**** EXERCISE DATA

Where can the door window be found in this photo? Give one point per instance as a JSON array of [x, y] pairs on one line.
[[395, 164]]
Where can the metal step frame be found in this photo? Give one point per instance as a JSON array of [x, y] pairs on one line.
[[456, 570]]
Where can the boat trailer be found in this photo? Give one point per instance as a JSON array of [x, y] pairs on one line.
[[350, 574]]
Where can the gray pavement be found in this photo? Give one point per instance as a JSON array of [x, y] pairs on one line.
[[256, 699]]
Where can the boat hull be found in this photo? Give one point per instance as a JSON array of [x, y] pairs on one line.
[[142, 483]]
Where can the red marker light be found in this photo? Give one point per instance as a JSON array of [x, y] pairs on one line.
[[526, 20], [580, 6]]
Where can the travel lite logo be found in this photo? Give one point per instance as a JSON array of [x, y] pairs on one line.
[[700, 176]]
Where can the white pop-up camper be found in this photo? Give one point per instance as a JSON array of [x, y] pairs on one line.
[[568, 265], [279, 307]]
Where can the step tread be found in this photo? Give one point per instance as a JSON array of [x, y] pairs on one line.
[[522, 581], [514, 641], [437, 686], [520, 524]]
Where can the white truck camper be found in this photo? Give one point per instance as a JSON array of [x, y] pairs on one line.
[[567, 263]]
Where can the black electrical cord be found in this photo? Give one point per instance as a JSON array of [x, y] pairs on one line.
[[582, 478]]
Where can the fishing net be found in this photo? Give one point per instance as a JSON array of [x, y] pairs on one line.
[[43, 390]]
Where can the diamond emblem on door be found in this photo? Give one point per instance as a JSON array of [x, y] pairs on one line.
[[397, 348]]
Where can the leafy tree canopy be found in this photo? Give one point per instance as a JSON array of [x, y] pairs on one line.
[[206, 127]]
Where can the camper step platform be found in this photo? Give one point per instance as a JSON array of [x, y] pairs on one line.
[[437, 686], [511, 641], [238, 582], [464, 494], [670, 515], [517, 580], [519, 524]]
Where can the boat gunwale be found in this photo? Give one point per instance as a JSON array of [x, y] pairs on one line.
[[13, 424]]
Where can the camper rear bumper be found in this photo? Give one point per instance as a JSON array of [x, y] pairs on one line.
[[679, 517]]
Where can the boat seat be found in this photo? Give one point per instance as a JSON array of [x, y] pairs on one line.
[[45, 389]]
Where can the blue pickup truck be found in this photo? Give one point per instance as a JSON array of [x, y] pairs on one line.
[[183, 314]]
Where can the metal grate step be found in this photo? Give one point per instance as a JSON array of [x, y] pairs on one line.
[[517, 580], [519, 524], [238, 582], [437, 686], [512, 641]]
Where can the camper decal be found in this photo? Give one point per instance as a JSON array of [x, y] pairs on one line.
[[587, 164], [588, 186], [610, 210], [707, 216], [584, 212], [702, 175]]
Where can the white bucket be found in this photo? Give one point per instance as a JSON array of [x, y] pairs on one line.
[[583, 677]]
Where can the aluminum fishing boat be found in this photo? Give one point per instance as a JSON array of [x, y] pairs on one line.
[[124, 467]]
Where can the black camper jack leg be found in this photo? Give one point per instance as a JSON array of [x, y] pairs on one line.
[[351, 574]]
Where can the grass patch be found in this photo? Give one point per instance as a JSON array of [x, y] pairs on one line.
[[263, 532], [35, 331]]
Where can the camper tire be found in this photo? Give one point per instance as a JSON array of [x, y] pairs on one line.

********

- _WHAT TO WORK ON_: Extract the complete data, matching each line exactly.

- _SOLUTION BELOW_:
Where can the door window be found in this photo? Give one point per instance as a JSON array of [x, y] pairs on one line.
[[395, 164]]
Where can the metal step frame be found in this photo? Give one point per instance as a JSON array of [x, y] pairs on one line.
[[456, 570]]
Where can the boat trailer be found in this photo? Give one point per instance as a JSON array of [x, y] pairs on one line.
[[350, 574]]
Where can the gray pavement be found in this photo? Give one point per instance as a JSON array of [x, y] pairs on one line.
[[256, 699]]
Where can the boat hull be found in this photo? Give one point per instance as a JSON array of [x, y] pairs on one line.
[[142, 483]]
Where can the red marker light be found in this photo? Give one point per instance as a JSON array of [x, y] pairs on one line.
[[526, 20], [580, 6]]
Where can the travel lite logo be found in this photo? Give one point per instance as a JSON array of [x, y] pairs on one line.
[[700, 176]]
Where can the white pop-up camper be found in this photo? Give one point per instance as a JSON array of [x, y] pairs on one line.
[[568, 265], [279, 307]]
Where can the step tread be found in this photo? Give one point per instance as a JSON array of [x, y] pairs on one line.
[[522, 581], [514, 641], [437, 686], [520, 524]]
Where can the white truck camper be found in this photo? Give one point per instance as a JSON array of [x, y] pairs on one line.
[[567, 263]]
Where can the black electrical cord be found in this photo? Give one point per instance as a JSON array of [x, y] pairs on one line.
[[582, 478]]
Where can the fishing net be found in this photo? Give one point per instance as a JSON array of [x, y] pairs on one line.
[[43, 390]]
Where can the diamond emblem on door be found in this photo? Give one point per instance as a JSON array of [x, y] pairs on one line.
[[397, 348]]
Where can the leafy tree canopy be found in this photo? Give one point per instance as a JSON array of [x, y] pairs on one line.
[[206, 127]]
Where can the camper step platform be found in this photo? Give one point per instance as a JSON array of [x, y] pairs on one line.
[[437, 686], [511, 641], [238, 582], [464, 494], [670, 515], [517, 580], [519, 524]]
Where can the boat gunwale be found in this photo? Give one point per instance as a JSON array of [x, y] pairs on one line.
[[13, 424]]
Where can the camper rear bumper be found in this photo? Give one point per instance as a JSON array of [x, y] pairs on one line.
[[679, 517]]
Where can the boat seat be found in this photo? Give one point per instance as a JSON array of [x, y] pairs on one line.
[[45, 389]]
Where can the blue pickup truck be found in this photo? Give one point per instance as a JSON array of [x, y] pairs on one line.
[[183, 314]]
Where can the metal grate step be found in this photo? Give one point per instance as a JSON array of [x, y] pairs on one line.
[[517, 580], [519, 524], [238, 582], [437, 686], [512, 641]]
Where can the camper decal be found in this photo? Give one point per instance as a JSON array of [x, y] pairs on one line.
[[587, 164], [588, 186], [610, 210], [707, 216], [584, 212], [702, 175]]
Where can the white bucket be found in this photo? Give one point per instance as a JSON array of [x, y] pairs on one line.
[[583, 677]]
Where can the aluminum fishing boat be found in this photo? Give one point per instance as a JSON array of [x, y] pairs on one line.
[[124, 467]]
Where can the black camper jack leg be found in this photo? Give one point per instance as a JSON array of [x, y] pairs on one line.
[[351, 574]]
Where can the grass patch be found in this photo? Give one point per instance as a JSON array of [x, y] pairs on one line.
[[263, 532], [35, 331]]
Where can the camper tire be found in this photo? Give one point per instance as a JSON array of [x, y] pairs on one line.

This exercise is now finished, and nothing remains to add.